Thursday, 13 May 2010

Duck Rescue 2009

A long long time ago (ok it was last year), when I didn’t work in a windowless hell I used to look out of my office window into Queens Gardens. In particular I looked out on to this expanse of water.

I run into difficulties here. What to call this? It’s clearly too big to be a pond and yet I feel calling it a ‘lake’ is perhaps exaggerating its true qualities, that of a stagnant pool most likely littered with beer bottles. For the purposes of this story, let’s call it a lake, but rest assured I do not have delusions of grandeur.

I walk past this lake on the way in and out of work and one spring morning I was beyond myself with delight to see 5 little ducklings swimming about the water. Who doesn’t turn into a babbling moron when they see those little black and yellow balls of fluff? They were swimming about cheeping to themselves and I stood and watched them for a while until I realised what was wrong with the picture.

No Mummy and Daddy duck.

They were all alone (cue sad faces and cries of “Awwww”).

I wasn’t sure what to do and I thought that maybe their Mum was just somewhere I couldn’t see and took myself into work.

All morning I kept turning round to look out of my window.

“They’re still on their own.” I kept saying. “I can’t just leave them there.”

At 10.30am I made the highest sacrifice possible. I decided I would take my bread outside. My bread destined to be my mid-morning toast, and try and throw it to them. But they were so tiny they hadn’t been told that it was ok to eat bread from passersby.

(Disclaimer. I know that you shouldn’t feed ducks bread. But everyone else does and I didn’t have any grubs to hand.)

A park attendant man happened to be walking past. So I pointed them out to him and asked him what I should do. He informed me that the mother was dead on the other side of the lake, amongst the reeds. He didn’t seem too perturbed, I think he was a survival of the fittest kind of bloke. He said they’d probably get killed by other ducks and shrugged his shoulders and walked off.

Well Darwin didn’t have the RSPCA around did he?

# REQUIRED WORK
#1 Decide whether each statement agrees with the duck rescue post. Answer yes or no, and quote the words from the post that settle it.
(a) The writer first saw the ducklings on a spring morning.
(b) There were six ducklings on the water.
(c) The park attendant said the mother duck had flown off.
#2 In one to three sentences, explain why the writer of the duck rescue post is unsure about calling the expanse of water a lake.
#3 Answer these from the duck rescue post, one per line:
(a) At what time did the writer take bread out to the ducklings?
(b) What did the writer's old office window look out into?
(c) According to the park attendant, what would probably happen to the ducklings?
The items that come next are from a different source.

# DATA RECORDS
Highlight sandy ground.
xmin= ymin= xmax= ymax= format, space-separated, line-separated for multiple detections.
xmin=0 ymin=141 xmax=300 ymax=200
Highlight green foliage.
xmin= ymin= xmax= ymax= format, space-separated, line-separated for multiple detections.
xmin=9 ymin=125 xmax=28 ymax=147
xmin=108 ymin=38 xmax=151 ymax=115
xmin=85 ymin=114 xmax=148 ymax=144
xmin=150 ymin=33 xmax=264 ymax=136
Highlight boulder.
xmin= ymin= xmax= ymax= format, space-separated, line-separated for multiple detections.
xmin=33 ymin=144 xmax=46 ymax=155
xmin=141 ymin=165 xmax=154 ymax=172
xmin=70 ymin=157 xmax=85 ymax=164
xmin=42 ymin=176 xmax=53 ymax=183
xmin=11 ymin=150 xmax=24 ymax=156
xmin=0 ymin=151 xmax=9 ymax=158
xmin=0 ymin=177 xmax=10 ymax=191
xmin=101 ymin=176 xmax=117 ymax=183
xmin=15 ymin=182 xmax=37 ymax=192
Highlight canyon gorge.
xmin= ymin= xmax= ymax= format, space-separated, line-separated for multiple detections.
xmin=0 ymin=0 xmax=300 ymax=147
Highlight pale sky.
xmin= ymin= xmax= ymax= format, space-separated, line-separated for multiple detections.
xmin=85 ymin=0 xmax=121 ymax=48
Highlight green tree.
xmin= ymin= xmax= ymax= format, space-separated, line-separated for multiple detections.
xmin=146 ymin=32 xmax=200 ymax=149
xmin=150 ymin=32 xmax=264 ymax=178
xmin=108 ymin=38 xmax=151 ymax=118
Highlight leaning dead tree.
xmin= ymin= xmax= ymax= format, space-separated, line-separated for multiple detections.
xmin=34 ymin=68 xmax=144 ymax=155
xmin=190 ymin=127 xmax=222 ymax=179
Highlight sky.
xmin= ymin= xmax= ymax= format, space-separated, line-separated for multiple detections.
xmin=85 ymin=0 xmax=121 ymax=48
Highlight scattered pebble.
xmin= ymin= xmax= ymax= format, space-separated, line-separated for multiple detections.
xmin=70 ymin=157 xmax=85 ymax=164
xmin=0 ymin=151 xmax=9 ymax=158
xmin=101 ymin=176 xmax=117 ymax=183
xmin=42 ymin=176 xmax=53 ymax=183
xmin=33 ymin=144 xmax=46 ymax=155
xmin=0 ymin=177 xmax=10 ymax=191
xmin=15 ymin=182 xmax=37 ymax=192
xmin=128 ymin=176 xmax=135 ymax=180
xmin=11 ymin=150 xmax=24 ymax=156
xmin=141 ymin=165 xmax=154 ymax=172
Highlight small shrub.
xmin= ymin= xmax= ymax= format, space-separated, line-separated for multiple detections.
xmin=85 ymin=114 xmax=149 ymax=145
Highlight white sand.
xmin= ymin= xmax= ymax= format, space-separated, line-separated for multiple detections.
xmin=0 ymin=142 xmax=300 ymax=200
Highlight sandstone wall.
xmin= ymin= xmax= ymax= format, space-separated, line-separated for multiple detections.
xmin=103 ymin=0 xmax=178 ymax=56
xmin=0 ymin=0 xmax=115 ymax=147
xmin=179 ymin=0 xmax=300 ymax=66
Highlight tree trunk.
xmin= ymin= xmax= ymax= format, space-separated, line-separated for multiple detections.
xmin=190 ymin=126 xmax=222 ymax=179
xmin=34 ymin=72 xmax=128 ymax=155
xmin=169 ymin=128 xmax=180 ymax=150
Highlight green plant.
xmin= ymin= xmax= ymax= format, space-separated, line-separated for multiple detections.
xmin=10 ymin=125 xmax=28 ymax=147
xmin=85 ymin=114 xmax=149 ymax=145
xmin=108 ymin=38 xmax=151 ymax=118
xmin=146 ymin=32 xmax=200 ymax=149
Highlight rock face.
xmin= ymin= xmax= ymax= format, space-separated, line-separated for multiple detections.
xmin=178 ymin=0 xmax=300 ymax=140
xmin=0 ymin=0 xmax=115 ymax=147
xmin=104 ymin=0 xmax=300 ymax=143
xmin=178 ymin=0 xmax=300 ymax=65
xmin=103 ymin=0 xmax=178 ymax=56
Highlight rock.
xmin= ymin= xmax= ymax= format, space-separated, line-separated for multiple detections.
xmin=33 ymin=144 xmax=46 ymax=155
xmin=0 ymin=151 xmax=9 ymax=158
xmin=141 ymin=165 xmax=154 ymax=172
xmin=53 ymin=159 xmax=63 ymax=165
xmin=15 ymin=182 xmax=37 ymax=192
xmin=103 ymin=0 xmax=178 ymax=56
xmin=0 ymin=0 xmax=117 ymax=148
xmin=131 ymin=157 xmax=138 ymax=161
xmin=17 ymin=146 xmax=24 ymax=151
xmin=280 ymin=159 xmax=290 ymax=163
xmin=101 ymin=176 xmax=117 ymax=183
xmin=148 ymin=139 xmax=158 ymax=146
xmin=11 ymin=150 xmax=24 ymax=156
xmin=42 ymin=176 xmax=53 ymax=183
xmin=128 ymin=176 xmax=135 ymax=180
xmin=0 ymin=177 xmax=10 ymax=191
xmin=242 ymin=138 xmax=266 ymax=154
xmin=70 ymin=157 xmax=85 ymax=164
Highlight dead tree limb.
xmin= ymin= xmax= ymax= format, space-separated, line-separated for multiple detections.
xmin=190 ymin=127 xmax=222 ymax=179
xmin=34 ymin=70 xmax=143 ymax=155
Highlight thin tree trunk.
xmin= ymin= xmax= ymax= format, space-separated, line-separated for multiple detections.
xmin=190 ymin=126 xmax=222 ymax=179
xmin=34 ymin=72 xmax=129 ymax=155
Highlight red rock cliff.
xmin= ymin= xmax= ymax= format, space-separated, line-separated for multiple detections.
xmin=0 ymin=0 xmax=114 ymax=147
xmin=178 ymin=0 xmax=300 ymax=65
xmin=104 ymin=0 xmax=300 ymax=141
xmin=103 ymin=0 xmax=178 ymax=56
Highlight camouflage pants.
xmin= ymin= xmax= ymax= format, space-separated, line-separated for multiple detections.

# OUTPUTS IN ORDER
#1
(a) Yes: "one spring morning I was beyond myself with delight to see 5 little ducklings swimming about the water"
(b) No: "5 little ducklings"
(c) No: "the mother was dead on the other side of the lake, amongst the reeds"

#2 The water is clearly too big to be a pond. However, the writer feels that "lake" exaggerates what it really is, most likely a stagnant pool littered with beer bottles. The writer calls it a lake for the story anyway.

#3
(a) 10.30am
(b) Queens Gardens
(c) They would probably get killed by other ducks.